--- Start Data shown ---

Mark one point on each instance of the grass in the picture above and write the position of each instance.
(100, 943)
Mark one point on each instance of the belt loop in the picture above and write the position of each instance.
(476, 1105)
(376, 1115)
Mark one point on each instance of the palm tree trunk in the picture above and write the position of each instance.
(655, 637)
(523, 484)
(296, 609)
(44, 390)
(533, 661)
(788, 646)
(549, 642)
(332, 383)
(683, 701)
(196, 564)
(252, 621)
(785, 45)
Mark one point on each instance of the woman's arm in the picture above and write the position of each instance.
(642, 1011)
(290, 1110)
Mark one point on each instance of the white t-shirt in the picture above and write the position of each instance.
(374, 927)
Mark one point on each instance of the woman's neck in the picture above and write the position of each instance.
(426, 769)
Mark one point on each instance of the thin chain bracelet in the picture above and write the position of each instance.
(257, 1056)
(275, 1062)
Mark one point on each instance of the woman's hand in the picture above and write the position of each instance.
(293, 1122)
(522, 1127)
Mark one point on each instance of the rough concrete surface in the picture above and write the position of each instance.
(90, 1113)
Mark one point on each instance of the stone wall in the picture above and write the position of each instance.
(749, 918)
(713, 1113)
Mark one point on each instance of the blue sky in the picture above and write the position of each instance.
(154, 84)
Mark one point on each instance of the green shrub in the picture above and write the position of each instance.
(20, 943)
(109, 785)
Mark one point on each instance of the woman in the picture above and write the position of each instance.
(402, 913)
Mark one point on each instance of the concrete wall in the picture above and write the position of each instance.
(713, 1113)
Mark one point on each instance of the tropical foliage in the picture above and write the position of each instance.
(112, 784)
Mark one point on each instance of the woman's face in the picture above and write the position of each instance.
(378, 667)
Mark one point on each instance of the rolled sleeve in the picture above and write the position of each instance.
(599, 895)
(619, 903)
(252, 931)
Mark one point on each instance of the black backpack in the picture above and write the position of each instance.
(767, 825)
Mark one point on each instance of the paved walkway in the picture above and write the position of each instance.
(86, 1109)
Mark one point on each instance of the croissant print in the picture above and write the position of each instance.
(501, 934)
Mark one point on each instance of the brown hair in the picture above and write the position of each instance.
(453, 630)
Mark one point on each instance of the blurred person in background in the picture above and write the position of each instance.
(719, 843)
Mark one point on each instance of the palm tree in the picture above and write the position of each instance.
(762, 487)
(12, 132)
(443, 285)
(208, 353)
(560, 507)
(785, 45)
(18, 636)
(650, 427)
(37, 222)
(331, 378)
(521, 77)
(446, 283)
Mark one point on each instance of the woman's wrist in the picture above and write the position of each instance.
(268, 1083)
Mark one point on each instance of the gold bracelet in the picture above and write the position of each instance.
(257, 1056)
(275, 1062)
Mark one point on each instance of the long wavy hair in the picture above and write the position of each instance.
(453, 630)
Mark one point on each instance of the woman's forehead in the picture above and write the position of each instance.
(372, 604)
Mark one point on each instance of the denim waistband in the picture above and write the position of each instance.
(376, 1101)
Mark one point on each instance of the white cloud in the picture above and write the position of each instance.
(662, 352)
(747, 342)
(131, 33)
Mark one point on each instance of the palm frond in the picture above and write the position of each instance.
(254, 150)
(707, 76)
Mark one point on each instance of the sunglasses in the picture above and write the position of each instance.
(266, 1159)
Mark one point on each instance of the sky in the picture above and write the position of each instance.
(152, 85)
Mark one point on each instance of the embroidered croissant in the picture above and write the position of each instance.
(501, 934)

--- End Data shown ---

> _Set exercise_
Turn every line of the records above into a numbered list, and drop any blank lines.

> _Problem solution_
1. Mark one point on each instance of the grass in the picture above and write the position of each instance.
2. (100, 943)
3. Mark one point on each instance of the belt loop in the picture above and write the position of each instance.
4. (476, 1105)
5. (376, 1115)
6. Mark one point on each instance of the palm tree trunk in the picture above and write the position of each instance.
7. (655, 637)
8. (523, 484)
9. (296, 609)
10. (44, 390)
11. (533, 661)
12. (788, 646)
13. (549, 642)
14. (332, 383)
15. (683, 701)
16. (196, 564)
17. (252, 621)
18. (785, 45)
19. Mark one point on each instance of the woman's arm in the picture above and write the position of each instance.
20. (642, 1011)
21. (290, 1110)
22. Mark one point on each instance of the white t-shirt in the picture above and write the position of each instance.
23. (374, 927)
24. Mark one point on each instance of the woman's neck in the picture above and write the position of each instance.
25. (426, 769)
26. Mark one point on each instance of the thin chain bracelet in the picture above and write the position of each instance.
27. (257, 1056)
28. (275, 1062)
29. Mark one point on each instance of the woman's hand in the picture above and write the position of each instance.
30. (293, 1122)
31. (522, 1127)
32. Mark one point on each instance of the rough concrete surface in the picture above and write the position of each instance.
33. (90, 1113)
34. Mark one point on each instance of the stone wall in the picture above and write the position of each instance.
35. (749, 918)
36. (713, 1113)
37. Mark one point on each instance of the blue sky in the picture above and write the position of each instance.
38. (154, 84)
39. Mark one point on each instance of the green shrub in the picture above and write the position of each instance.
40. (20, 943)
41. (109, 785)
42. Mark one point on each instance of the woman in the picture above and write the position of each instance.
43. (402, 913)
44. Mark one point on each instance of the concrete wall in the picture above and write the position of each instance.
45. (713, 1113)
46. Mark one point on each instance of the tropical foliage in the picture above and write the position of each instance.
47. (112, 784)
48. Mark one point on each instance of the woman's face in the picture above and write the position of each instance.
49. (378, 667)
50. Mark one point on each instance of the rolled sleeve in the picture above and write the position of each instance.
51. (599, 895)
52. (619, 903)
53. (252, 931)
54. Mark one point on each instance of the black backpack in the picture above and write the position of each instance.
55. (767, 825)
56. Mark one point on each instance of the paved walkway in the picture above and write the position of each instance.
57. (86, 1109)
58. Mark one point on each instance of the croissant print in the picture above and write the position of each instance.
59. (501, 934)
60. Mark one point on each instance of the brown hair in the picture above and write the position of each instance.
61. (453, 630)
62. Mark one point on each instance of the blurred person in background in the picture above and write the position of each instance.
63. (719, 843)
64. Mark one point on each instance of the palm tree in the picture above and write the position of each instance.
65. (762, 487)
66. (12, 132)
67. (443, 285)
68. (208, 353)
69. (560, 507)
70. (785, 45)
71. (18, 636)
72. (650, 427)
73. (37, 222)
74. (331, 378)
75. (521, 77)
76. (446, 283)
77. Mark one point on each instance of the woman's wrist in the picture above and write the position of each instance.
78. (268, 1083)
79. Mark one point on each instance of the gold bracelet in the picture above and write the position of each instance.
80. (257, 1056)
81. (275, 1062)
82. Mark one point on each instance of the long wavy hair in the picture above and write the position of each instance.
83. (453, 630)
84. Mark one point on each instance of the woman's forehead in the picture above and write the position of each instance.
85. (372, 604)
86. Mark one point on each instance of the denim waistband in the picture above and write the position of each instance.
87. (376, 1101)
88. Mark one point on each instance of the white cloud in the picture above and write the position of each instance.
89. (662, 352)
90. (747, 342)
91. (131, 33)
92. Mark one point on each instance of the palm frond in the picture above and write the position of each instance.
93. (254, 150)
94. (707, 76)
95. Mark one point on each instance of the sunglasses in the picture above and write the position of each instance.
96. (266, 1159)
97. Mark one point on each instance of the sky in the picture above and write the position of each instance.
98. (152, 85)
99. Mark one point on each instance of the embroidered croissant in the picture above and write the position of each instance.
100. (501, 934)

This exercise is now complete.